Exercise: Identify every line of the items below that contains the word "clicks", and copy each such line in full.

Provided records:
----------

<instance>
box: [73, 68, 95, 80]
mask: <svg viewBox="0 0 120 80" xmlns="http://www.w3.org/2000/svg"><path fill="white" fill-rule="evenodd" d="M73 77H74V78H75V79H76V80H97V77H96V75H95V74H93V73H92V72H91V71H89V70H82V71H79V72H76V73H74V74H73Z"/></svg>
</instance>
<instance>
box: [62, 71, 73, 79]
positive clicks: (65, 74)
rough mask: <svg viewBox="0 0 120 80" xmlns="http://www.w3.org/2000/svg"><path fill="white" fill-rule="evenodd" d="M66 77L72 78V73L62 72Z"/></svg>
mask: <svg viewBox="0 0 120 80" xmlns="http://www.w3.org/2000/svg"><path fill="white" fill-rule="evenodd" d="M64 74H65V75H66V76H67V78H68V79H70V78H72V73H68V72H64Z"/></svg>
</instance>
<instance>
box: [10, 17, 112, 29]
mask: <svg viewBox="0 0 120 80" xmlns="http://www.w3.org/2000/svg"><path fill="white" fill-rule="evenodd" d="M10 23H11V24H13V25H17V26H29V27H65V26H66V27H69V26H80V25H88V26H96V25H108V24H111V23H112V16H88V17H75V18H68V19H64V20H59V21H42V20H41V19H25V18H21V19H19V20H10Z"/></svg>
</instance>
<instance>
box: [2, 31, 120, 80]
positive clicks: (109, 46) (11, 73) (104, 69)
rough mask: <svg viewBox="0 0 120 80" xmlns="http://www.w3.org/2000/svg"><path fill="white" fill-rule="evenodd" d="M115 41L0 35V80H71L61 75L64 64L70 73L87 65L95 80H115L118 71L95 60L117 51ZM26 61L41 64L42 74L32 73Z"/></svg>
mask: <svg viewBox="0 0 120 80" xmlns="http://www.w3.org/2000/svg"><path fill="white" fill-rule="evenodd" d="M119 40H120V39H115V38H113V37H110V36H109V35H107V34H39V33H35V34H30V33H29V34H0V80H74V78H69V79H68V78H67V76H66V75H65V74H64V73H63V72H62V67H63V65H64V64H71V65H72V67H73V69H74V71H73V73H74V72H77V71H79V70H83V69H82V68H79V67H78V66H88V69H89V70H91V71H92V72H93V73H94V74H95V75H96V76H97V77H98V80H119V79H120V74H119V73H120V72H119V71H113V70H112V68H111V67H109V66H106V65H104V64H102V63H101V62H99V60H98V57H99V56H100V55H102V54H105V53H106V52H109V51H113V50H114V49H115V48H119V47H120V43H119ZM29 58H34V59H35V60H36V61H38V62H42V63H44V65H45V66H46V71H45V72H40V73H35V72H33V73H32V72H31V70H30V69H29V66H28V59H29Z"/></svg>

----------

Problem solution:
positive clicks: (65, 74)
positive clicks: (109, 46) (11, 73) (104, 69)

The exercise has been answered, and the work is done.